• [WHAT IS NEEDED]:
Search the data for lines holding the word "wooden". State how many there are, and nothing else.

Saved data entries
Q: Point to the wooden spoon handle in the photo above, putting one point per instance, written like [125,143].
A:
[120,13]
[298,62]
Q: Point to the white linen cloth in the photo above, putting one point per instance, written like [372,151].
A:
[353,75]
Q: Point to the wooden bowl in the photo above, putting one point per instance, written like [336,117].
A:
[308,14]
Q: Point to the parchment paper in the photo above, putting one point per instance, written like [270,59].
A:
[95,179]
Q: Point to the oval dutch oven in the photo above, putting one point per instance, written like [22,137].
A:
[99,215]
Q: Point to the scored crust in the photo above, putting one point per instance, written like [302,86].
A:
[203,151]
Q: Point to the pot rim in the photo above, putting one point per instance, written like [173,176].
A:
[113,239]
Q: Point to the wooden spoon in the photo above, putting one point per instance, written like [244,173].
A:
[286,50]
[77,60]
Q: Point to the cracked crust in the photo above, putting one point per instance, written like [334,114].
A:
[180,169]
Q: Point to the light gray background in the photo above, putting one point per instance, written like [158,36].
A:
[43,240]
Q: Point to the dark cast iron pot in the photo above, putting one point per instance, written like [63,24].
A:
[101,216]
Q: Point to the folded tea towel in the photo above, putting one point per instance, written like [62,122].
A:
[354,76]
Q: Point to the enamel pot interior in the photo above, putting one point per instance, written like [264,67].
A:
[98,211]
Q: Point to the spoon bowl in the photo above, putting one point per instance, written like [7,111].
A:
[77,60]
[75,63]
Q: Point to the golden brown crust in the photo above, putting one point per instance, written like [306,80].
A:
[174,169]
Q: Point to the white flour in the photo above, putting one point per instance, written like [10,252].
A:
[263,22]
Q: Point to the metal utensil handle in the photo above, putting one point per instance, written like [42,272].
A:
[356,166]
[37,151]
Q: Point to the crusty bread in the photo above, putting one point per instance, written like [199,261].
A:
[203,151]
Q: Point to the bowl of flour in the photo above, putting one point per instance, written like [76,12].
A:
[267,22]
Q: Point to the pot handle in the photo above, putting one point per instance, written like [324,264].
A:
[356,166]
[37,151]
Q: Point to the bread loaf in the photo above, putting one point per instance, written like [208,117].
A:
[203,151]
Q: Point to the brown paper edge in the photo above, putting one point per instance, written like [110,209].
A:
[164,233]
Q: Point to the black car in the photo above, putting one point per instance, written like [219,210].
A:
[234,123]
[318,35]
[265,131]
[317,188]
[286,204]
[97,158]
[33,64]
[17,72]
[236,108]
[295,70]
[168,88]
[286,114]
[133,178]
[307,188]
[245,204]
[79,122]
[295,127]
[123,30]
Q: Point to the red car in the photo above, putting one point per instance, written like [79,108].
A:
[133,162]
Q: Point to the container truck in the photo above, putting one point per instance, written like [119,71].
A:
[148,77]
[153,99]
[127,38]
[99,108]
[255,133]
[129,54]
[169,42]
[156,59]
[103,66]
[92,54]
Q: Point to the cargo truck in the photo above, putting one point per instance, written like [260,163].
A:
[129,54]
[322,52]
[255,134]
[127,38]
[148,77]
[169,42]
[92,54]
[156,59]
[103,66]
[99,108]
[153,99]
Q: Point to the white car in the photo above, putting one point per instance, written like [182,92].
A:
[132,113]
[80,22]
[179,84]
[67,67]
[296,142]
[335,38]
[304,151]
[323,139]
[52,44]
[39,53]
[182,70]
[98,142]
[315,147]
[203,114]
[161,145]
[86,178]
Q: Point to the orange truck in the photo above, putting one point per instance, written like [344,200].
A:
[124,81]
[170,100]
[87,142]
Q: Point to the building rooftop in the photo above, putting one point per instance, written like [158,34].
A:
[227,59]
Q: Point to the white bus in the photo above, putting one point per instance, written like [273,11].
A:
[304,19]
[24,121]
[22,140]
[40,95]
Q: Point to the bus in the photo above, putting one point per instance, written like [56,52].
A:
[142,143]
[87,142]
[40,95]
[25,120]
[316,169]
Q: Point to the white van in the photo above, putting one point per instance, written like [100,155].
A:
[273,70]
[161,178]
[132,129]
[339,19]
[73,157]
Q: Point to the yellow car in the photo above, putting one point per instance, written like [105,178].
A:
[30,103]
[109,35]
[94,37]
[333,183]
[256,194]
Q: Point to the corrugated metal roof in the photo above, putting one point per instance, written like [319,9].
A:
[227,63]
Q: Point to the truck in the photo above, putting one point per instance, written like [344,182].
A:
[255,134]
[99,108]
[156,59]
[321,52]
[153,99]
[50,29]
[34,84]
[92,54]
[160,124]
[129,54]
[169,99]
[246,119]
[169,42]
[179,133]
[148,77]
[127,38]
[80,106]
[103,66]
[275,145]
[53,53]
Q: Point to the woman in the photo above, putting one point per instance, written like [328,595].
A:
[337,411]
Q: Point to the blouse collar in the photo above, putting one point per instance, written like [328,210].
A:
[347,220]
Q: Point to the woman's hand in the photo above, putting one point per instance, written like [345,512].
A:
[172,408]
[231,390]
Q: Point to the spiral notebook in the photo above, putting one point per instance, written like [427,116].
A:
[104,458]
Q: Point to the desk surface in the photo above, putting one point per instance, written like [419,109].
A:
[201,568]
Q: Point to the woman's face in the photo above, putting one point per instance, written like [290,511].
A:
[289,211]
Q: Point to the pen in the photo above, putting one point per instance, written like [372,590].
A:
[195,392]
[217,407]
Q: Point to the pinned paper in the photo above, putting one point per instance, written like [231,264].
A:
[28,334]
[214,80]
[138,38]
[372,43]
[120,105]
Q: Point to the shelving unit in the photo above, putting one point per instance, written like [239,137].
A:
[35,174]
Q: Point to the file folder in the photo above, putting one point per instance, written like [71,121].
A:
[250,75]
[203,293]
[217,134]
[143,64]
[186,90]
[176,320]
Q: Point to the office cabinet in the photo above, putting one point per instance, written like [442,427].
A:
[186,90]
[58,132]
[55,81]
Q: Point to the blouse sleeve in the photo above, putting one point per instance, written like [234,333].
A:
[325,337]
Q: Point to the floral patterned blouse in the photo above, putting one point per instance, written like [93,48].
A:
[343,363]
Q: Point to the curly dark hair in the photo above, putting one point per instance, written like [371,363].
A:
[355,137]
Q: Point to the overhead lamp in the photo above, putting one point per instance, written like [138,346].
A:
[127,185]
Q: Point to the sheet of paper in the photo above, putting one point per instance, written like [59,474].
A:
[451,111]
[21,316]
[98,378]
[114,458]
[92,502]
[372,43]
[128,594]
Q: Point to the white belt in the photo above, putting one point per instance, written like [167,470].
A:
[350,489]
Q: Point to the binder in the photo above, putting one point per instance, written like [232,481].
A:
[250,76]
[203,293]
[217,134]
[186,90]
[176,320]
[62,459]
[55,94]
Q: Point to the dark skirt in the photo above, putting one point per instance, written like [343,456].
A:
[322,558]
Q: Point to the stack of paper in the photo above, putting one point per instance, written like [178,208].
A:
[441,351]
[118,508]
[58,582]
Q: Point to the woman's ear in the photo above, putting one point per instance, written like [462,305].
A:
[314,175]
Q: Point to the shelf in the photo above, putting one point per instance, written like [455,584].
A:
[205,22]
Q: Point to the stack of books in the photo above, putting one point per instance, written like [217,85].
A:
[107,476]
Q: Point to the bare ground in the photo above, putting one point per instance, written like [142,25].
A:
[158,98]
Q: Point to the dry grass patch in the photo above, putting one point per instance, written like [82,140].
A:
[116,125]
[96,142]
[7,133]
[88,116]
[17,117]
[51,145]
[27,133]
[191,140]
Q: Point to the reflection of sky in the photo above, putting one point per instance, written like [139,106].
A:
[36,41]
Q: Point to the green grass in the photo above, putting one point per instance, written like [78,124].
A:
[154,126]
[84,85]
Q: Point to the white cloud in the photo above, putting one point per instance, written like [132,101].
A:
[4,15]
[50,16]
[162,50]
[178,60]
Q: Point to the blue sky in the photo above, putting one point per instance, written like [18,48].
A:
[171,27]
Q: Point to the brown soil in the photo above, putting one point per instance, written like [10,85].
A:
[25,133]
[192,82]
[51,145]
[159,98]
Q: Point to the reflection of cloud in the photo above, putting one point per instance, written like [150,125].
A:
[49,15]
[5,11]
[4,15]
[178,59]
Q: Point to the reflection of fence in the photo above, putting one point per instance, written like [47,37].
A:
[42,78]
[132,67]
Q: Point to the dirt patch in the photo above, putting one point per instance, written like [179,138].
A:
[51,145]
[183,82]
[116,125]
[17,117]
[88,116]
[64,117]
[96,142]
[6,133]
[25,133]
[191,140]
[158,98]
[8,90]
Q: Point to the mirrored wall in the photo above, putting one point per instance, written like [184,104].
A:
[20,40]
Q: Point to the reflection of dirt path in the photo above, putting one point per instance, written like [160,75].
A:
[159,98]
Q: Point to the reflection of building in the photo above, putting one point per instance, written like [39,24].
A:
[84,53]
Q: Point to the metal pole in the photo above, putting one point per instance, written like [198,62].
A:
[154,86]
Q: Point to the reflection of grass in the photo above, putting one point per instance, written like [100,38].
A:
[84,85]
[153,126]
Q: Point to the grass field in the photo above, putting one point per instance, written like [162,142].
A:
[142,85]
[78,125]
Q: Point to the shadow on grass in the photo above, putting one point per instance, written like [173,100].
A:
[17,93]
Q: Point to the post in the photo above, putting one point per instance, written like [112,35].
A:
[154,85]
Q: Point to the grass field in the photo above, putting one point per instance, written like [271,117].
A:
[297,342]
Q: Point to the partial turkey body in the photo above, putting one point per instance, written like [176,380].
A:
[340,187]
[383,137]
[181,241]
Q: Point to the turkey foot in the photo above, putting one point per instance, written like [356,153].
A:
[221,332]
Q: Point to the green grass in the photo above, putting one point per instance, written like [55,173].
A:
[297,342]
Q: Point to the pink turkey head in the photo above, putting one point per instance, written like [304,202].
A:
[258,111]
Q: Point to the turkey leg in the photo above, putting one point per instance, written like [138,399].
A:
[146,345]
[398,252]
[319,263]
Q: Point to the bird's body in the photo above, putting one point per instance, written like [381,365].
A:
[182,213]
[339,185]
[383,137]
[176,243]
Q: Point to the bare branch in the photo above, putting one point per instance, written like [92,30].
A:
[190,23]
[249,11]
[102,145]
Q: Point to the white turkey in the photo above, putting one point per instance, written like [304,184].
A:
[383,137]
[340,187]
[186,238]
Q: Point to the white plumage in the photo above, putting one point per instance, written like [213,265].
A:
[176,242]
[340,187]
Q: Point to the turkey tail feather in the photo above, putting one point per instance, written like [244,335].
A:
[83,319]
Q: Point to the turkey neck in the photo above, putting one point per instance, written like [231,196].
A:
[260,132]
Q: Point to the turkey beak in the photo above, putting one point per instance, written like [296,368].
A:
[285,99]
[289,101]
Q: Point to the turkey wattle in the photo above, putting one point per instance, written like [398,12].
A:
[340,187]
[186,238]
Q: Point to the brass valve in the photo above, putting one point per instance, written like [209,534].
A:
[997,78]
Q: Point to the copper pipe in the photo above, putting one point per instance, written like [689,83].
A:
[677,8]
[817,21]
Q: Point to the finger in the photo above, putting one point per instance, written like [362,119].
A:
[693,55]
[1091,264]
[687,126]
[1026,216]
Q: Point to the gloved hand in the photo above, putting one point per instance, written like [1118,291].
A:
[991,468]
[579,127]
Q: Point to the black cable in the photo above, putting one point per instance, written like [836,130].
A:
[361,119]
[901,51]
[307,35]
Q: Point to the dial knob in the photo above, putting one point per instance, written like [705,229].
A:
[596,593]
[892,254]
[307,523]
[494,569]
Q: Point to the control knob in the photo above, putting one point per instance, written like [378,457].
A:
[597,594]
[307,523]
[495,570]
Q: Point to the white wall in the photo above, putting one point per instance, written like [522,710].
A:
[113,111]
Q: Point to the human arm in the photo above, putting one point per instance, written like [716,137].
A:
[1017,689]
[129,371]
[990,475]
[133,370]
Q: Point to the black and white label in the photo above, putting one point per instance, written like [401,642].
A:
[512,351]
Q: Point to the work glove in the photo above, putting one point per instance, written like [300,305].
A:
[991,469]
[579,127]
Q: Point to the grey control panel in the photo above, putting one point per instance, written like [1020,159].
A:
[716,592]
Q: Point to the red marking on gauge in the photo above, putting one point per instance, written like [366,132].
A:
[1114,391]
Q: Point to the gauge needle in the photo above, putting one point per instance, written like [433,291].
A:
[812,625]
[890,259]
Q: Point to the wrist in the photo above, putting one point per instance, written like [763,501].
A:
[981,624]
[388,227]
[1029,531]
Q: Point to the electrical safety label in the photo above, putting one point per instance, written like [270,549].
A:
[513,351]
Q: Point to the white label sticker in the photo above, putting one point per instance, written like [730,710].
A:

• [RESPONSE BELOW]:
3